* [WHAT YOU NEED TO DO] The pictures are to be left out when the listing below is reproduced word for word.

* * * * *

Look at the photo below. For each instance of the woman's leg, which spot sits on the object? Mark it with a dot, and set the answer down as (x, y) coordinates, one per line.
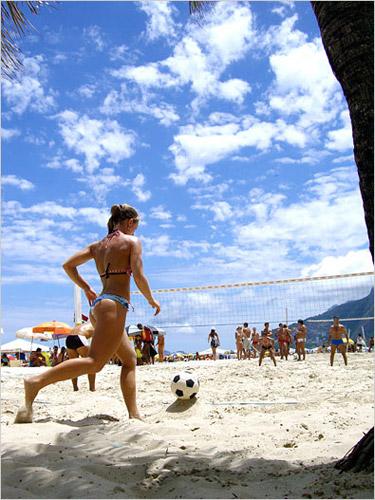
(110, 319)
(128, 376)
(332, 356)
(84, 352)
(261, 356)
(342, 350)
(72, 354)
(272, 355)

* * * * *

* [EXERCISE OUTPUT]
Look at the photo below. For each instance of the woman's leg, which spot sits on the object? Mark it with a dot, and set the answer down as (x, y) coordinates, one per line.
(110, 319)
(128, 376)
(332, 356)
(84, 352)
(261, 356)
(342, 350)
(72, 354)
(272, 355)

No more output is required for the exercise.